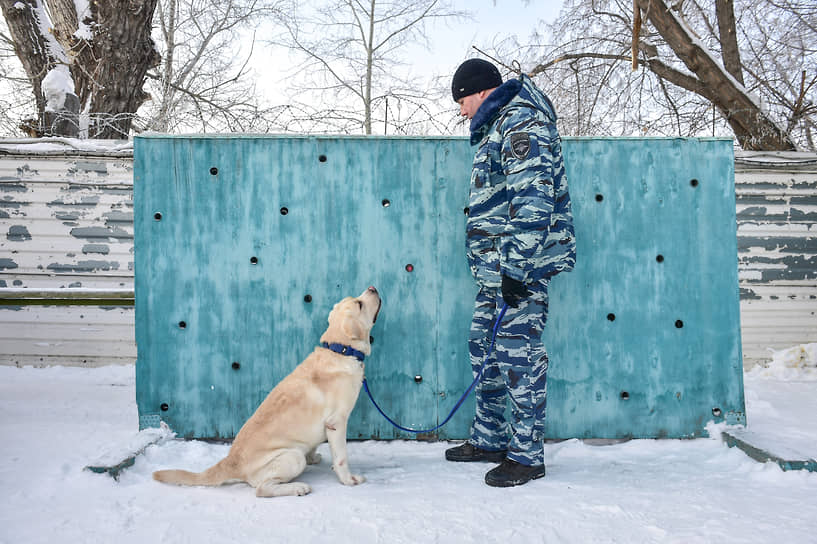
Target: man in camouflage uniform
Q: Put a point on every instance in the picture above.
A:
(519, 235)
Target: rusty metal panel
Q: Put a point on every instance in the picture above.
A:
(66, 226)
(777, 250)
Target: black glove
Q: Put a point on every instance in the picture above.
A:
(513, 291)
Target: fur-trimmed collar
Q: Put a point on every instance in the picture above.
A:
(489, 109)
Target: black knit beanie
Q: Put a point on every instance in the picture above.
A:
(474, 75)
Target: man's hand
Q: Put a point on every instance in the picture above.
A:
(513, 291)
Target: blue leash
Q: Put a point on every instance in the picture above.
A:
(464, 395)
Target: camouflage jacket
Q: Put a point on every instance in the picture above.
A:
(519, 218)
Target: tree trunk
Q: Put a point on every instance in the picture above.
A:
(725, 12)
(125, 52)
(108, 70)
(753, 128)
(30, 45)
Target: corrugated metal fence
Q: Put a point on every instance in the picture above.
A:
(777, 249)
(66, 253)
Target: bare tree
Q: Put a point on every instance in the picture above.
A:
(99, 51)
(350, 57)
(699, 56)
(203, 82)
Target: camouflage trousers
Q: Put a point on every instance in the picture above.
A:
(516, 370)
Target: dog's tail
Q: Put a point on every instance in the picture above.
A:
(215, 475)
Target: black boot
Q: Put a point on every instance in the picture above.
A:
(467, 452)
(511, 473)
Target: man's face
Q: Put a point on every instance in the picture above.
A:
(471, 103)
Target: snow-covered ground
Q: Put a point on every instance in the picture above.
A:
(54, 421)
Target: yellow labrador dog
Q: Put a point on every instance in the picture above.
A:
(307, 408)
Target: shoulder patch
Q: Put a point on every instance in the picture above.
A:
(520, 145)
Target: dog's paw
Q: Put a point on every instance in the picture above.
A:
(313, 459)
(271, 489)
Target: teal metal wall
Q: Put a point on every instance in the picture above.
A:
(243, 244)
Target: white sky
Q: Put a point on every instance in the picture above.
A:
(451, 42)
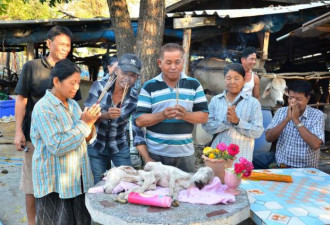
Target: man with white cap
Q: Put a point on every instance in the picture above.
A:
(117, 106)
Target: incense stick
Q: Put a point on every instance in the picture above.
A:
(124, 94)
(106, 87)
(177, 93)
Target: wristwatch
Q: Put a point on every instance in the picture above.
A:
(299, 125)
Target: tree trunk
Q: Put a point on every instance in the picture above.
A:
(124, 35)
(150, 36)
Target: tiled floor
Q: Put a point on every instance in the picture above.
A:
(305, 201)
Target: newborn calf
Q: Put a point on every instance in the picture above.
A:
(155, 173)
(176, 179)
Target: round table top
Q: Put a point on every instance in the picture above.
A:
(105, 210)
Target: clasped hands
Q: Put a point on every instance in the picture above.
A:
(231, 115)
(293, 112)
(90, 115)
(178, 112)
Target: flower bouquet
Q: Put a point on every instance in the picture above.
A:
(220, 158)
(234, 175)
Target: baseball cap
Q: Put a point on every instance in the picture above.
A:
(130, 63)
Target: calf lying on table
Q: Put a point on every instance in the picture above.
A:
(155, 173)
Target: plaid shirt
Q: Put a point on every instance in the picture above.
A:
(60, 162)
(249, 127)
(291, 149)
(113, 132)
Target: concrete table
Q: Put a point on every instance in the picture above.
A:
(105, 210)
(306, 201)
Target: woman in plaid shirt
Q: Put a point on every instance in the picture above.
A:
(60, 164)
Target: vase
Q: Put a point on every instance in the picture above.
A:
(218, 166)
(232, 181)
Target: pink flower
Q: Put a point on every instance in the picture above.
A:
(238, 167)
(246, 174)
(243, 168)
(222, 146)
(233, 149)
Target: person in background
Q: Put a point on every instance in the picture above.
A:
(299, 130)
(60, 165)
(248, 60)
(109, 64)
(111, 142)
(169, 105)
(235, 117)
(31, 86)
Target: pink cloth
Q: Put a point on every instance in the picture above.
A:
(211, 194)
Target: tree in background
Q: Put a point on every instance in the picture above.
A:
(17, 10)
(150, 32)
(146, 44)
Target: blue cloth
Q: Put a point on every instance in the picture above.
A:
(171, 137)
(291, 149)
(250, 125)
(100, 162)
(113, 132)
(60, 162)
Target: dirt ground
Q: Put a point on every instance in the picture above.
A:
(12, 204)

__The task__: Go through the listing above and write it all out exactly, leaving out any picture.

__Exercise solution__:
Target: man in camouflage uniform
Q: Put a point on every instance in the picture above.
A:
(519, 235)
Target: rusty metal panel
Q: Put a point on every instance in the picture above.
A:
(66, 226)
(777, 250)
Target: black glove
Q: Put a point on every instance in the picture above.
A:
(513, 291)
Target: fur-trimmed collar
Q: Put a point on every instance in the picture above.
A:
(489, 109)
Target: black knit beanie
Q: Put a point on every instance in the picture above.
A:
(474, 75)
Target: man's hand
Q: Put a point on every instance in the picture above.
A:
(513, 291)
Target: blue leash
Q: Put a point on every instance in the picture above.
A:
(464, 395)
Target: camouflage jacket
Q: Put a point on every instance in the picture above.
A:
(519, 218)
Target: tree trunk
Q: Put a point on every instance in the picture above.
A:
(725, 12)
(125, 52)
(108, 70)
(753, 128)
(30, 45)
Target: corrugated metal fence
Q: Put a point on every instance in the picture above.
A:
(777, 249)
(66, 253)
Target: bare tree
Q: Put a point on every instance in the picture above.
A:
(99, 51)
(350, 57)
(699, 56)
(203, 82)
Target: camouflage trousers
Q: Put a point on every instance in the picture above.
A:
(516, 370)
Target: dog's tail
Q: Put a point on every instance in the picture above.
A:
(215, 475)
Target: black boot
Q: Put a point on every instance in the picture above.
A:
(467, 452)
(511, 473)
Target: man's face
Q: Put a point on every instance in the picture above.
A:
(471, 103)
Target: snow-covered ground
Q: Put a point on every instance in the picture above.
A:
(54, 421)
Target: yellow labrador dog
Q: Put a point on every instance in the picture above.
A:
(307, 408)
Target: shoulder patch
Q: Put a point on every instance in the picture above.
A:
(520, 145)
Target: dog's paw
Q: Put a point on every instance in the picture above.
A:
(313, 459)
(271, 489)
Target: teal metal wall
Q: Put a point on every instance in the picture above.
A:
(243, 244)
Target: white sky
Q: Put a point on every instance in the picture above.
A:
(451, 42)
Target: man with white cap
Q: Put a point on every instance in the picture above.
A:
(117, 106)
Target: incense stick
Q: Put a point on every instance in the picture above.
A:
(124, 94)
(106, 87)
(177, 93)
Target: wristwatch
Q: Put a point on every instance in the picture above.
A:
(299, 125)
Target: tree trunk
Q: Put a point on every instance in the picture above.
A:
(124, 35)
(150, 36)
Target: tiled floor
Q: Put a point on every instance in the picture above.
A:
(305, 201)
Target: newborn calf
Q: Put a point on every instance in the picture above.
A:
(155, 173)
(176, 179)
Target: round table top
Q: Put a point on every instance in the picture above.
A:
(105, 210)
Target: clasped hands
Q: Put a point on every instance in the picture above.
A:
(231, 115)
(293, 112)
(90, 115)
(178, 112)
Target: flower bouquet
Q: Put a point on every instance in the picture above.
A:
(220, 158)
(234, 175)
Target: baseball cap
Q: Put a point on every instance in the picture above.
A:
(130, 63)
Target: calf lying on table
Q: Put a point on every instance in the picture above.
A:
(155, 173)
Target: plaid shirt
Q: Put a point on every instance in the picture above.
A:
(60, 162)
(249, 127)
(291, 149)
(113, 132)
Target: concrete table
Q: Put a point on every instance in the picture above.
A:
(105, 210)
(306, 201)
Target: woman in plaid shirt
Q: Put a point on every instance in the picture above.
A:
(60, 164)
Target: vase
Q: Put a point on every instance in the picture above.
A:
(218, 166)
(232, 181)
Target: pink flower
Q: Put a point on every instance in the picture above.
A:
(238, 167)
(246, 174)
(243, 168)
(222, 146)
(233, 149)
Target: person in background
Q: Put a point on every instance in the picture above.
A:
(299, 130)
(60, 165)
(248, 60)
(109, 64)
(111, 142)
(169, 105)
(235, 117)
(31, 86)
Target: pink cloth
Q: Put a point on every instance in the picture above.
A:
(211, 194)
Target: tree in background
Q: Put a point on every instance in the picture above.
A:
(17, 10)
(150, 32)
(146, 44)
Target: blue cloth
Q: Put a point on every instance in the picture above.
A:
(171, 137)
(291, 149)
(250, 125)
(100, 162)
(113, 132)
(60, 162)
Target: dirt ground
Q: Put a point on every instance in the picture above.
A:
(12, 204)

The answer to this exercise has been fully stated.